» **Problem statement**
The reply must return each line of the data exactly.

Given data Start Marker

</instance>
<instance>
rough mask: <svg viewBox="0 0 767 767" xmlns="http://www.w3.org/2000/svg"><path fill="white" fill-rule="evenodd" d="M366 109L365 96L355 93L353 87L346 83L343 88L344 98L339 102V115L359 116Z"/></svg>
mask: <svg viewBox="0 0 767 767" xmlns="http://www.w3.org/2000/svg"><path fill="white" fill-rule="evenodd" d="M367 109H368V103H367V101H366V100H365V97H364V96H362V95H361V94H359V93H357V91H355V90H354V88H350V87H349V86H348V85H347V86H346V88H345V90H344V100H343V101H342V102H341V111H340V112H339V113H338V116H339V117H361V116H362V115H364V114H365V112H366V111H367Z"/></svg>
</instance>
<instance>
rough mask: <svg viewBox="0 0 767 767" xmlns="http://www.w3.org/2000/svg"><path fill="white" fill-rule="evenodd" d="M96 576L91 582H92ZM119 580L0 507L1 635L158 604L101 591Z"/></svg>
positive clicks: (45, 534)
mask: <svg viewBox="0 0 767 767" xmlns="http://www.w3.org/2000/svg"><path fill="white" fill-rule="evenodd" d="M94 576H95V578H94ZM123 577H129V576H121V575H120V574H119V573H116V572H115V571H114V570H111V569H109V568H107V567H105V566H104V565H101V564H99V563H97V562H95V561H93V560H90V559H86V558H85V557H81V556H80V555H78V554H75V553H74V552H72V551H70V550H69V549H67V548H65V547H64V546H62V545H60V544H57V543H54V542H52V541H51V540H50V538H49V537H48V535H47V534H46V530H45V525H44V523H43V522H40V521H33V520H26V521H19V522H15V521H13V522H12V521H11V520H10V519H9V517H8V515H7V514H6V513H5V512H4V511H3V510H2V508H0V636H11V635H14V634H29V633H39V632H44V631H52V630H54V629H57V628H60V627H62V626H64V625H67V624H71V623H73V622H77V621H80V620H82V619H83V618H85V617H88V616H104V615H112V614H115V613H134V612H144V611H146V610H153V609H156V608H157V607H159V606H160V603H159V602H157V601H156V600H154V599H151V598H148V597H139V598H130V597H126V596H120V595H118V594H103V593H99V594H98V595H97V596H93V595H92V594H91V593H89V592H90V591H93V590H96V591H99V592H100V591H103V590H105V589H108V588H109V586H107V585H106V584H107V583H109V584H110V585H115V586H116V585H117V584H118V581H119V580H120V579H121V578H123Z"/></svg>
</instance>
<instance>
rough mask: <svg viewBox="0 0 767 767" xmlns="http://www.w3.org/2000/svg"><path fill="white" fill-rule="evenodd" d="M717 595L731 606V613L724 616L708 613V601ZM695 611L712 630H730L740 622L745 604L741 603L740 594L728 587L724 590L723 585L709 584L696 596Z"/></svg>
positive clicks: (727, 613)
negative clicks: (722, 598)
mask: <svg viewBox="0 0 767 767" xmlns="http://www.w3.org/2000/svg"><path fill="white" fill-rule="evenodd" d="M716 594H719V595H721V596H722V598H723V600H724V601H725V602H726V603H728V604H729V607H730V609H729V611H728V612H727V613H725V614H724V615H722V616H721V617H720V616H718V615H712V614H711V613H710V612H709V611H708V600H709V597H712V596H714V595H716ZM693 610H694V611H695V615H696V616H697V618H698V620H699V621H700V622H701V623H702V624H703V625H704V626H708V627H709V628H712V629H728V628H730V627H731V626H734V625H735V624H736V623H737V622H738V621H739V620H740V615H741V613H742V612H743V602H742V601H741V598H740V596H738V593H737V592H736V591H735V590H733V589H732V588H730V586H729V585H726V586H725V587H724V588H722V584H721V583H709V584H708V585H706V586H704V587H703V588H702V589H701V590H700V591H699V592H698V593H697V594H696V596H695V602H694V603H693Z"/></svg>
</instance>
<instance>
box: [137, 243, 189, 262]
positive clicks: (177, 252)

Given data End Marker

» **Answer area**
</instance>
<instance>
rough mask: <svg viewBox="0 0 767 767" xmlns="http://www.w3.org/2000/svg"><path fill="white" fill-rule="evenodd" d="M366 109L365 96L355 93L353 87L346 83L343 88L344 98L339 102V115L359 116Z"/></svg>
mask: <svg viewBox="0 0 767 767" xmlns="http://www.w3.org/2000/svg"><path fill="white" fill-rule="evenodd" d="M367 109H368V103H367V101H366V100H365V97H364V96H362V95H361V94H359V93H357V91H355V90H354V88H350V87H349V86H348V85H347V86H346V88H345V90H344V100H343V101H342V102H341V111H340V112H339V113H338V116H339V117H361V116H362V115H364V114H365V112H366V111H367Z"/></svg>
</instance>
<instance>
rough mask: <svg viewBox="0 0 767 767" xmlns="http://www.w3.org/2000/svg"><path fill="white" fill-rule="evenodd" d="M96 576L91 582H92ZM119 580L0 507L1 635L158 604L101 591Z"/></svg>
positive clicks: (45, 534)
mask: <svg viewBox="0 0 767 767" xmlns="http://www.w3.org/2000/svg"><path fill="white" fill-rule="evenodd" d="M94 576H95V578H94ZM123 577H129V576H121V575H120V574H119V573H116V572H115V571H114V570H111V569H109V568H107V567H105V566H104V565H101V564H99V563H97V562H95V561H93V560H90V559H86V558H85V557H81V556H80V555H78V554H75V553H74V552H72V551H70V550H69V549H67V548H65V547H64V546H62V545H60V544H57V543H54V542H52V541H51V540H50V538H49V537H48V535H47V534H46V530H45V525H44V523H43V522H40V521H33V520H26V521H19V522H15V521H13V522H12V521H11V520H10V519H9V517H8V515H7V514H6V513H5V512H4V511H3V510H2V508H0V636H11V635H14V634H29V633H39V632H44V631H52V630H54V629H57V628H60V627H62V626H64V625H67V624H71V623H73V622H77V621H80V620H82V619H83V618H85V617H88V616H104V615H112V614H115V613H134V612H144V611H146V610H153V609H156V608H157V607H159V606H160V603H159V602H157V601H156V600H154V599H151V598H148V597H139V598H130V597H126V596H120V595H118V594H103V593H99V594H98V595H97V596H93V595H92V594H91V593H89V592H90V591H93V590H96V591H99V592H100V591H103V590H105V589H108V588H109V586H107V585H106V584H107V583H109V584H110V585H115V586H116V585H117V584H118V581H119V580H120V579H121V578H123Z"/></svg>
</instance>
<instance>
rough mask: <svg viewBox="0 0 767 767" xmlns="http://www.w3.org/2000/svg"><path fill="white" fill-rule="evenodd" d="M717 595L731 606V613L724 616L708 613V601ZM695 611L712 630H730L740 622L745 604L741 603L740 594L728 587L724 590L723 585L709 584L696 596Z"/></svg>
positive clicks: (727, 613)
negative clicks: (722, 598)
mask: <svg viewBox="0 0 767 767" xmlns="http://www.w3.org/2000/svg"><path fill="white" fill-rule="evenodd" d="M716 594H719V595H721V596H722V598H723V600H724V601H725V602H726V603H728V604H729V607H730V609H729V611H728V612H727V613H725V614H724V615H722V616H721V617H720V616H718V615H712V614H711V613H710V612H709V611H708V600H709V597H712V596H714V595H716ZM693 610H694V611H695V615H696V616H697V618H698V620H699V621H700V622H701V623H702V624H703V625H704V626H708V627H709V628H712V629H728V628H730V627H731V626H734V625H735V624H736V623H737V622H738V621H739V620H740V615H741V613H742V612H743V602H742V601H741V598H740V596H738V593H737V592H736V591H735V590H733V589H732V588H730V586H729V585H726V586H725V587H724V588H722V584H721V583H709V584H708V585H706V586H704V587H703V588H702V589H701V590H700V591H699V592H698V593H697V594H696V596H695V602H694V603H693Z"/></svg>
</instance>
<instance>
box: [137, 243, 189, 262]
positive clicks: (177, 252)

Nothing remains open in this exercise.